→ **EXERCISE INSTRUCTIONS**
Go to the line containing "Query: palm tree" in the records below and retype from there through the final line, exactly.

→ **INFORMATION**
****************************************
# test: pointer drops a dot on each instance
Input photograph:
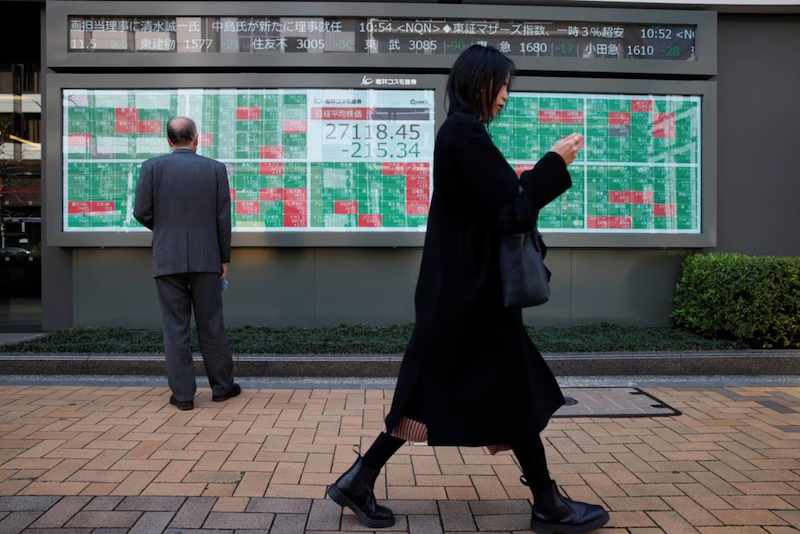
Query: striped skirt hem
(410, 430)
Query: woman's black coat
(470, 371)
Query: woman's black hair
(476, 79)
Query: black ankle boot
(552, 512)
(354, 489)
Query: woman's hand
(568, 147)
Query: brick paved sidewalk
(108, 460)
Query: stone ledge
(784, 363)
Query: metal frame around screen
(58, 57)
(311, 238)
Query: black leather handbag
(525, 279)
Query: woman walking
(471, 375)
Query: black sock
(533, 462)
(381, 450)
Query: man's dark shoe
(181, 405)
(234, 392)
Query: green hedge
(754, 300)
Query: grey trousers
(179, 294)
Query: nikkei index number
(376, 139)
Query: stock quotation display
(639, 168)
(581, 39)
(297, 159)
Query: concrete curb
(784, 363)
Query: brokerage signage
(297, 159)
(584, 39)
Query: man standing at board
(184, 198)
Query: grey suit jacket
(185, 200)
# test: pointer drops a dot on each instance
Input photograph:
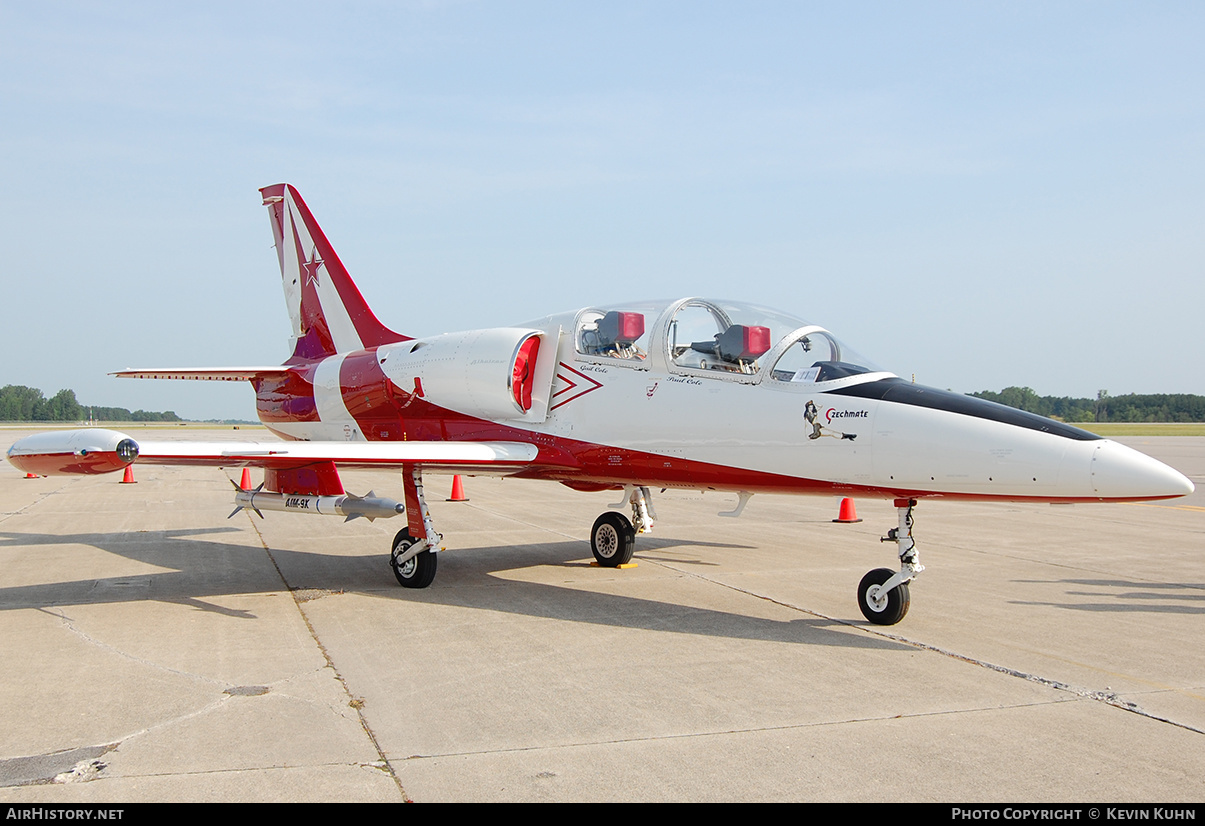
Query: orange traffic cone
(848, 513)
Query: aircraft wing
(205, 373)
(97, 450)
(362, 455)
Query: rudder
(327, 311)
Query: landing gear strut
(412, 555)
(883, 593)
(613, 535)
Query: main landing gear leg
(412, 556)
(613, 537)
(883, 595)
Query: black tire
(893, 609)
(418, 570)
(612, 539)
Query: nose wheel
(879, 605)
(883, 593)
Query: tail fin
(328, 314)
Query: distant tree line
(27, 404)
(1105, 408)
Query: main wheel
(612, 539)
(418, 570)
(883, 609)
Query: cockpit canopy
(716, 339)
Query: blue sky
(981, 194)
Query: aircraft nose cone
(1122, 473)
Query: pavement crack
(1106, 697)
(299, 598)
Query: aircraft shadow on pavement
(476, 579)
(1130, 597)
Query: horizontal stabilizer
(205, 373)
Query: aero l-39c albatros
(693, 393)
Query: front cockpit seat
(616, 334)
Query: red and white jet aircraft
(693, 393)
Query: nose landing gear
(883, 593)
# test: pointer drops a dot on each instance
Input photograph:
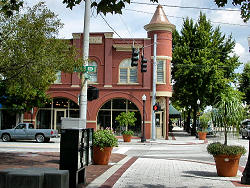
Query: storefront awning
(173, 113)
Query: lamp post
(143, 139)
(245, 179)
(198, 104)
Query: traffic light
(92, 93)
(135, 57)
(143, 64)
(156, 107)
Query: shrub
(217, 148)
(104, 138)
(128, 132)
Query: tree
(30, 56)
(116, 6)
(228, 111)
(202, 65)
(245, 83)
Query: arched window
(161, 74)
(93, 75)
(127, 74)
(58, 77)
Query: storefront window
(111, 109)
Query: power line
(179, 17)
(200, 8)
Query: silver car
(245, 128)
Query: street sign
(90, 68)
(85, 69)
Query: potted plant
(125, 119)
(103, 143)
(127, 135)
(228, 113)
(202, 131)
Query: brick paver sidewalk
(51, 159)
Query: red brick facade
(108, 53)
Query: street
(181, 160)
(181, 148)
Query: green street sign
(85, 69)
(90, 68)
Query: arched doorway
(111, 109)
(49, 117)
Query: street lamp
(198, 104)
(245, 179)
(143, 139)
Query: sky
(135, 16)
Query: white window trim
(89, 81)
(57, 81)
(164, 71)
(128, 76)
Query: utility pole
(84, 84)
(154, 87)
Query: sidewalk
(133, 172)
(141, 171)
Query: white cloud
(232, 17)
(239, 49)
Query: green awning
(173, 113)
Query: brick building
(121, 86)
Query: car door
(30, 132)
(20, 132)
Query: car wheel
(6, 137)
(46, 139)
(40, 138)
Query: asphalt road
(164, 150)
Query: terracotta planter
(101, 157)
(227, 166)
(202, 135)
(126, 138)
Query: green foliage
(126, 118)
(228, 111)
(204, 120)
(30, 55)
(201, 53)
(220, 149)
(104, 138)
(116, 6)
(129, 132)
(245, 83)
(8, 7)
(244, 7)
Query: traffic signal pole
(84, 84)
(154, 87)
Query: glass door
(159, 124)
(59, 113)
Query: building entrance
(49, 117)
(111, 109)
(159, 119)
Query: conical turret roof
(159, 16)
(159, 21)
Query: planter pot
(101, 156)
(126, 138)
(202, 135)
(227, 166)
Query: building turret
(160, 26)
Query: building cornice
(126, 47)
(159, 27)
(163, 93)
(108, 35)
(162, 57)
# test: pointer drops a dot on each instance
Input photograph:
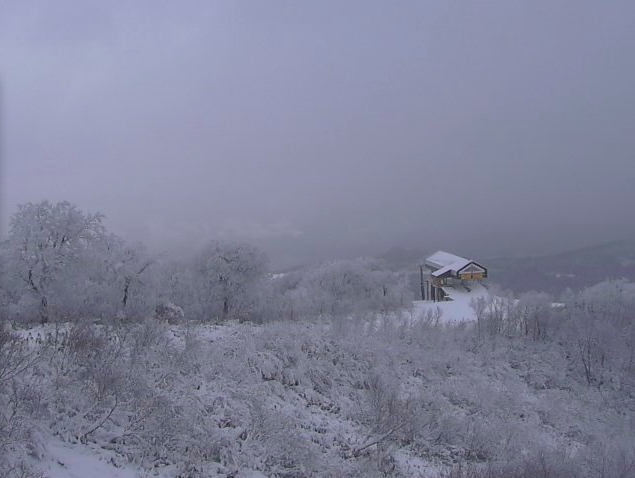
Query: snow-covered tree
(227, 278)
(45, 242)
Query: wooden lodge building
(443, 269)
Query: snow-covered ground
(65, 460)
(456, 310)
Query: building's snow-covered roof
(446, 261)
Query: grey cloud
(492, 129)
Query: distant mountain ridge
(575, 269)
(553, 273)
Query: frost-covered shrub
(169, 312)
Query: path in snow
(455, 310)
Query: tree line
(60, 263)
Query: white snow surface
(65, 460)
(443, 259)
(456, 310)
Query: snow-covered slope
(456, 310)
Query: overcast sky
(326, 129)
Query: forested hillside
(218, 368)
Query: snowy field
(456, 310)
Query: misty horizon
(319, 131)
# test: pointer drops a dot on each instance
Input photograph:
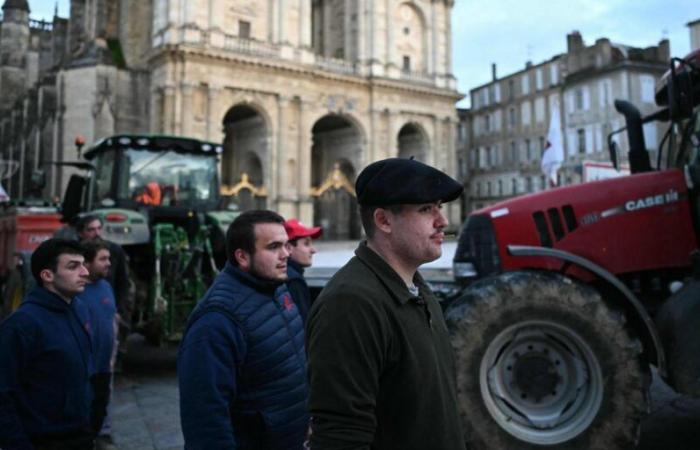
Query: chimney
(574, 41)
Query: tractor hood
(627, 224)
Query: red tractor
(22, 229)
(572, 296)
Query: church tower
(14, 42)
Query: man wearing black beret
(380, 363)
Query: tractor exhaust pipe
(638, 154)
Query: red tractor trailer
(22, 229)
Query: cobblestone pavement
(146, 415)
(146, 412)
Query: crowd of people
(368, 364)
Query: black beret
(397, 181)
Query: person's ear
(242, 258)
(382, 220)
(46, 276)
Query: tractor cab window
(102, 186)
(168, 178)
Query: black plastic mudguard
(678, 322)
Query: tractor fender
(677, 321)
(649, 333)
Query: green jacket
(380, 363)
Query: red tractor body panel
(630, 224)
(22, 230)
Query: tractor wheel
(542, 361)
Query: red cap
(296, 230)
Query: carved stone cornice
(336, 179)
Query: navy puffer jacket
(242, 367)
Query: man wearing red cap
(301, 253)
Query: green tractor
(158, 197)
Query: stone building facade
(510, 116)
(302, 93)
(694, 29)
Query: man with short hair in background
(301, 253)
(241, 365)
(99, 298)
(88, 228)
(46, 359)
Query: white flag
(553, 156)
(3, 195)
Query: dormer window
(243, 29)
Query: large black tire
(543, 362)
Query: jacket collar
(48, 299)
(256, 283)
(395, 285)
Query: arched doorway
(246, 143)
(412, 143)
(335, 153)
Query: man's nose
(441, 220)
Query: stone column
(448, 40)
(281, 21)
(53, 190)
(347, 32)
(305, 23)
(185, 110)
(276, 175)
(168, 113)
(214, 118)
(305, 203)
(361, 53)
(448, 163)
(272, 20)
(389, 34)
(432, 40)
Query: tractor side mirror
(37, 182)
(613, 148)
(70, 208)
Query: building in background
(464, 144)
(511, 115)
(694, 27)
(302, 93)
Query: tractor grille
(478, 246)
(554, 223)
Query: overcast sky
(511, 32)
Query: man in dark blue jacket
(45, 357)
(301, 253)
(98, 297)
(241, 365)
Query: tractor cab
(162, 179)
(157, 197)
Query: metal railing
(336, 65)
(250, 46)
(417, 77)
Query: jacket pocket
(250, 430)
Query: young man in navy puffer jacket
(46, 357)
(242, 365)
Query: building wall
(511, 115)
(694, 28)
(298, 91)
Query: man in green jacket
(380, 363)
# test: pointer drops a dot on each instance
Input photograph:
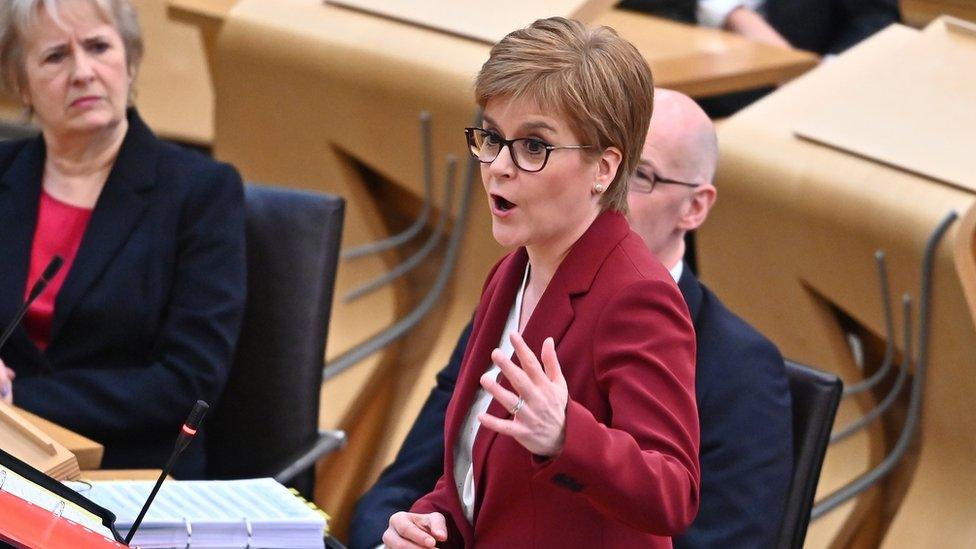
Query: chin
(505, 237)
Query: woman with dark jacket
(143, 317)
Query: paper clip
(247, 528)
(189, 532)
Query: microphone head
(196, 415)
(53, 267)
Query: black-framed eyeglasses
(528, 153)
(645, 182)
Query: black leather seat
(816, 396)
(268, 415)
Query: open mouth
(501, 204)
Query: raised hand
(408, 530)
(538, 403)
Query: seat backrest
(816, 396)
(270, 406)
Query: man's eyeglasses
(644, 182)
(528, 154)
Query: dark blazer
(746, 436)
(746, 428)
(829, 26)
(627, 475)
(822, 26)
(148, 316)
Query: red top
(60, 227)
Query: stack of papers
(235, 513)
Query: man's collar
(676, 270)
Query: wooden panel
(88, 452)
(919, 13)
(794, 233)
(28, 443)
(896, 111)
(487, 22)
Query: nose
(83, 71)
(503, 166)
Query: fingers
(415, 530)
(516, 376)
(530, 364)
(499, 425)
(506, 398)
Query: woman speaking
(142, 319)
(573, 423)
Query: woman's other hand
(415, 530)
(6, 383)
(538, 405)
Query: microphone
(187, 432)
(52, 269)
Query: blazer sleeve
(746, 442)
(194, 348)
(418, 464)
(641, 469)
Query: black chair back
(816, 396)
(270, 407)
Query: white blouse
(463, 467)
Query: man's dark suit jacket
(822, 26)
(148, 316)
(746, 436)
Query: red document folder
(32, 506)
(23, 524)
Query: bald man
(741, 386)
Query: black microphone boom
(187, 433)
(49, 272)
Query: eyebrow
(64, 43)
(531, 125)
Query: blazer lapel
(488, 333)
(554, 313)
(120, 206)
(20, 191)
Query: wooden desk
(789, 246)
(122, 474)
(919, 13)
(88, 452)
(695, 60)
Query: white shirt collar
(677, 270)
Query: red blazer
(628, 473)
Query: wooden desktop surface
(88, 452)
(919, 13)
(695, 60)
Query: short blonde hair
(17, 17)
(598, 81)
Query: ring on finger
(518, 406)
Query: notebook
(233, 513)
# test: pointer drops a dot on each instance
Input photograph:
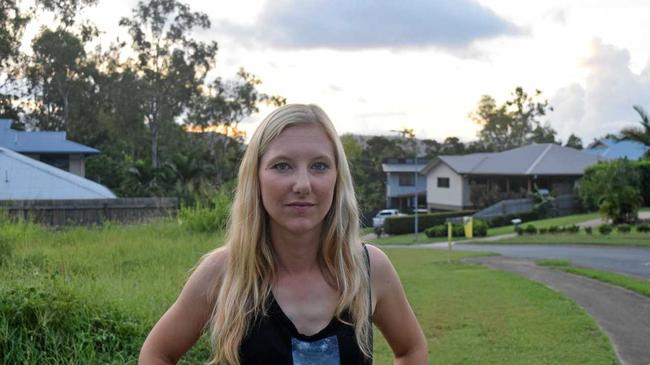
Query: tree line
(137, 101)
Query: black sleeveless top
(273, 339)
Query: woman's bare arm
(181, 326)
(393, 314)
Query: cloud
(367, 24)
(604, 104)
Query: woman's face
(297, 175)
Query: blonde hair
(246, 284)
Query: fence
(90, 211)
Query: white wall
(22, 178)
(441, 198)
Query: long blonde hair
(246, 284)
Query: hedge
(479, 228)
(643, 167)
(403, 224)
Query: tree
(514, 123)
(543, 134)
(171, 64)
(639, 134)
(614, 189)
(574, 142)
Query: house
(51, 148)
(24, 178)
(401, 183)
(461, 182)
(632, 150)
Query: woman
(293, 284)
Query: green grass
(469, 314)
(581, 238)
(636, 285)
(474, 315)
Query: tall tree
(171, 63)
(639, 134)
(514, 123)
(542, 134)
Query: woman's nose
(302, 184)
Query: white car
(378, 220)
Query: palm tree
(639, 134)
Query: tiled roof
(534, 159)
(39, 142)
(632, 150)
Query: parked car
(378, 220)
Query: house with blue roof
(613, 149)
(456, 182)
(52, 148)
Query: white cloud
(364, 24)
(604, 104)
****************************************
→ **SOLUTION FOR THIS TASK**
Query: palm tree
(639, 134)
Query: tiled roof
(534, 159)
(39, 142)
(632, 150)
Query: parked car
(378, 220)
Query: house with blue roof
(613, 149)
(456, 182)
(52, 148)
Query: white cloud
(364, 24)
(604, 104)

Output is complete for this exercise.